## Task details
Copy all of the data below without altering a single line.

## Supplied records
=====

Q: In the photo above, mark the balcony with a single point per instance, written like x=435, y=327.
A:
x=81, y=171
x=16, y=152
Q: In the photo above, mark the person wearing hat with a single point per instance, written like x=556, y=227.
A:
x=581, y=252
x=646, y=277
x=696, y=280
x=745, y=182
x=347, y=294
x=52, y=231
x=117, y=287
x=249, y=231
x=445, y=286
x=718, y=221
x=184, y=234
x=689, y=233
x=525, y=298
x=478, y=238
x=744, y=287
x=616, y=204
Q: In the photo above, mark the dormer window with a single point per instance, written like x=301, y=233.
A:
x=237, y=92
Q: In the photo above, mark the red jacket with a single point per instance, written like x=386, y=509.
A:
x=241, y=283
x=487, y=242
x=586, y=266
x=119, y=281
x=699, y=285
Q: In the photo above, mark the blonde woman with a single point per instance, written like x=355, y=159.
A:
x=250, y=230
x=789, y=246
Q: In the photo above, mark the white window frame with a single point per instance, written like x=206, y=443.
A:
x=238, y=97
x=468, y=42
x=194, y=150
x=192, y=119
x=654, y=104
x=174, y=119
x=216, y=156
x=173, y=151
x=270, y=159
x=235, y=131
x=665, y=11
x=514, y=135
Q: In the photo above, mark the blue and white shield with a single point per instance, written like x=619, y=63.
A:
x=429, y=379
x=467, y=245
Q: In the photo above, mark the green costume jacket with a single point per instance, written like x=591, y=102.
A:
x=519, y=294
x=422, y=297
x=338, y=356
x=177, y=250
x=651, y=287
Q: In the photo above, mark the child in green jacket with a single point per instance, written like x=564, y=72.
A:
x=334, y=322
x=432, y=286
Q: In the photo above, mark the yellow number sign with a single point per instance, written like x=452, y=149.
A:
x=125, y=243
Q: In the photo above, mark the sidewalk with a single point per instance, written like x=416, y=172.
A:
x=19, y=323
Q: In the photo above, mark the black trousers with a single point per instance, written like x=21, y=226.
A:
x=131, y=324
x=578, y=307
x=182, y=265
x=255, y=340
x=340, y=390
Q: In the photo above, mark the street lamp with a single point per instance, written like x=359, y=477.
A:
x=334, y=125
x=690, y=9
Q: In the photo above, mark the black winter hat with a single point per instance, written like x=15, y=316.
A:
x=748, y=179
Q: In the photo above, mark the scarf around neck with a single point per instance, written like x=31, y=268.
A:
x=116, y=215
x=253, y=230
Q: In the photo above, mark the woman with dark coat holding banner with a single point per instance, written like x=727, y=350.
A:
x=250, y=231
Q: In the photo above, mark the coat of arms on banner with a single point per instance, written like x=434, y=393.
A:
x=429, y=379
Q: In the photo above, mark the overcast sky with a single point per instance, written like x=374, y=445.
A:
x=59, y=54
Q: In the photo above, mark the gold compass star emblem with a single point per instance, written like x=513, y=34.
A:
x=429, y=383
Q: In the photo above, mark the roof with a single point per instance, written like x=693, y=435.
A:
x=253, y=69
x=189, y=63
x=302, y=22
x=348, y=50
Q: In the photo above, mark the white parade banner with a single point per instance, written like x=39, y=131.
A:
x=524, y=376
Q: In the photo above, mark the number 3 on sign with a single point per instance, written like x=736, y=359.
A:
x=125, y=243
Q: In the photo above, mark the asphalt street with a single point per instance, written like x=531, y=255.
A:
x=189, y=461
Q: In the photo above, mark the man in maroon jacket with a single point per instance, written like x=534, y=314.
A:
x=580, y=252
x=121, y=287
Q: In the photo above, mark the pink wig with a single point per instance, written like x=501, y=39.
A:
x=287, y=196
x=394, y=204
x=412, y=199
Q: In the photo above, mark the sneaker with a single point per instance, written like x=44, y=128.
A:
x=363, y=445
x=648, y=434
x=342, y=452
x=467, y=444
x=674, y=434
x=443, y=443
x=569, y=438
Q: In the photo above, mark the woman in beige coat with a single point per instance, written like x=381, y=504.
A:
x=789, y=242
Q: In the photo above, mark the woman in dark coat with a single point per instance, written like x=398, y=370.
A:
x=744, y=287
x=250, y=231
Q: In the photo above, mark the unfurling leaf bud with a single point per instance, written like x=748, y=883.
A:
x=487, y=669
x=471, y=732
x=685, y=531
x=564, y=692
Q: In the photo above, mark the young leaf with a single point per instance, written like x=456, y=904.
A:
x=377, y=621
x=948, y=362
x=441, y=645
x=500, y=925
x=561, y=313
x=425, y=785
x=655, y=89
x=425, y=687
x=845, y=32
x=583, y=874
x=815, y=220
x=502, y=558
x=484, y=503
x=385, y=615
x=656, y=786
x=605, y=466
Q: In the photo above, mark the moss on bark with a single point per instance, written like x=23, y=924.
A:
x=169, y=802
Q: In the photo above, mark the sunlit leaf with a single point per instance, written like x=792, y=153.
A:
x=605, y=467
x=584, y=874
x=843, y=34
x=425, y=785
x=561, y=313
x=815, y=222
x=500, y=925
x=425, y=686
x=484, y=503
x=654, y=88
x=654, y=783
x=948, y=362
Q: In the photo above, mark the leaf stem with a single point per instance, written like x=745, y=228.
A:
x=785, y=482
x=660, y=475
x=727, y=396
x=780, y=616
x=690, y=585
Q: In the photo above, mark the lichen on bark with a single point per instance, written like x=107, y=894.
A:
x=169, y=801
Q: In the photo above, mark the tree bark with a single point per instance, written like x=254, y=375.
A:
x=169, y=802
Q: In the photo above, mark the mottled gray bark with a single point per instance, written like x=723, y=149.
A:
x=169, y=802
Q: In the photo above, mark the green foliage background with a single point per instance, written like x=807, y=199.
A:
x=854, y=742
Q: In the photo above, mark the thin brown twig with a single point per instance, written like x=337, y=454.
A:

=====

## Reply
Q: In the photo above, mark the balcony with a single point per instance, written like x=435, y=327.
A:
x=81, y=171
x=16, y=152
Q: In the photo above, mark the person wearing hat with a single point per instance, written like x=556, y=227.
A:
x=581, y=252
x=646, y=277
x=696, y=280
x=745, y=182
x=347, y=294
x=52, y=231
x=117, y=287
x=249, y=231
x=445, y=286
x=718, y=221
x=184, y=234
x=689, y=233
x=525, y=298
x=478, y=238
x=744, y=287
x=616, y=204
Q: In the photo above, mark the dormer window with a single point per instance, written like x=301, y=233.
A:
x=237, y=92
Q: In the photo above, mark the red jacket with a single point per instance, written like x=386, y=509.
A:
x=241, y=283
x=487, y=242
x=586, y=266
x=119, y=281
x=699, y=285
Q: In the photo above, mark the blonde woman with a single point per instance, written like x=355, y=159.
A:
x=250, y=230
x=789, y=246
Q: In the photo above, mark the white window frame with a single point per instance, written like x=206, y=443.
A:
x=238, y=97
x=468, y=42
x=194, y=150
x=192, y=119
x=654, y=104
x=174, y=119
x=216, y=156
x=173, y=151
x=270, y=159
x=235, y=131
x=665, y=11
x=514, y=135
Q: In the photo above, mark the blue and white shield with a single point per instance, written like x=619, y=63.
A:
x=429, y=379
x=467, y=245
Q: In the photo above, mark the green costume jacket with a single point per instance, written like x=591, y=102.
A:
x=519, y=294
x=422, y=297
x=338, y=356
x=177, y=250
x=651, y=287
Q: In the photo above, mark the child in green jacket with a single point per instance, written like x=564, y=72.
A:
x=334, y=322
x=432, y=286
Q: In the photo above, mark the yellow number sign with a single point per instance, written like x=452, y=149.
A:
x=125, y=243
Q: In the photo above, mark the sidewalk with a single point per instance, written like x=416, y=172.
A:
x=19, y=323
Q: In the photo above, mark the black trousers with a single point per instance, written like x=21, y=226.
A:
x=131, y=324
x=578, y=307
x=182, y=265
x=255, y=340
x=340, y=390
Q: In the photo above, mark the street lamp with a single point per instance, written like x=359, y=477.
A:
x=334, y=125
x=690, y=9
Q: In the photo above, mark the black winter hat with a single point per instance, written like x=15, y=316.
A:
x=748, y=179
Q: In the photo above, mark the scarf around neck with a single point per instance, written like x=31, y=268.
A:
x=116, y=215
x=253, y=230
Q: In the photo above, mark the woman with dark coat holding banner with a single point per instance, written like x=727, y=350.
A:
x=250, y=231
Q: In the photo above, mark the coat of arms on banner with a single point per instance, written like x=434, y=393.
A:
x=429, y=379
Q: In the photo above, mark the overcast sky with a single point per instance, written like x=374, y=445.
A:
x=59, y=54
Q: In the photo above, mark the gold compass star emblem with a single point per instance, written like x=513, y=34.
A:
x=429, y=383
Q: In the photo above, mark the roof with a single point per instance, written like x=693, y=435.
A:
x=253, y=69
x=189, y=63
x=302, y=22
x=348, y=50
Q: In the photo above, mark the white parade banner with a single point per instance, written like x=39, y=131.
A:
x=524, y=376
Q: In the photo above, mark the number 3 on sign with a single point per instance, written like x=736, y=359.
A:
x=125, y=243
Q: In the photo above, mark the asphalt street with a single point per instance, written like x=531, y=255.
A:
x=189, y=461
Q: In the photo above, mark the man in maroon jacket with a single point per instance, written like x=534, y=314.
A:
x=580, y=252
x=121, y=287
Q: In the photo above, mark the pink wig with a single point per instance, written like x=501, y=39.
A:
x=287, y=196
x=394, y=204
x=412, y=199
Q: In the photo above, mark the sneaker with a single point per instance, written like x=44, y=128.
A:
x=363, y=445
x=648, y=434
x=342, y=452
x=467, y=444
x=674, y=434
x=443, y=443
x=569, y=438
Q: In the photo above, mark the woman in beige coat with a single point per instance, written like x=381, y=504.
A:
x=789, y=242
Q: In the photo above, mark the woman in dark coat with a single point per instance, written like x=398, y=370.
A:
x=744, y=287
x=250, y=231
Q: In the photo above, mark the unfurling leaf bud with a single point per instance, written like x=748, y=883.
A:
x=487, y=669
x=471, y=732
x=685, y=531
x=564, y=692
Q: In the photo above, mark the young leaf with a single point per instance, written like x=456, y=904.
A:
x=377, y=621
x=948, y=362
x=441, y=645
x=500, y=925
x=561, y=313
x=425, y=785
x=655, y=89
x=425, y=687
x=845, y=32
x=583, y=874
x=815, y=220
x=502, y=558
x=484, y=503
x=385, y=615
x=656, y=786
x=605, y=466
Q: In the photo above, mark the moss on bark with a single point per instance, written like x=23, y=924.
A:
x=169, y=802
Q: In the photo above, mark the sunlit leaf with a single point per instance, written like x=792, y=153.
A:
x=605, y=467
x=584, y=874
x=843, y=34
x=425, y=785
x=561, y=313
x=815, y=222
x=500, y=925
x=425, y=686
x=484, y=503
x=654, y=88
x=654, y=783
x=948, y=362
Q: In the photo above, mark the leaf stem with a single point per instance, written like x=745, y=228.
A:
x=785, y=482
x=660, y=475
x=727, y=396
x=780, y=616
x=690, y=585
Q: In the photo above, mark the lichen on bark with a single point per instance, written like x=107, y=894.
A:
x=169, y=801
Q: In the photo above, mark the tree bark with a single point per instance, written like x=254, y=375.
A:
x=169, y=802
Q: In the photo above, mark the mottled gray bark with a single point per instance, written like x=723, y=149.
A:
x=169, y=802
Q: In the photo above, mark the green foliage background with a single point per instance, written like x=807, y=199.
A:
x=854, y=742
Q: In the photo above, mark the thin brown twig with a single point per instance, written like x=337, y=454.
A:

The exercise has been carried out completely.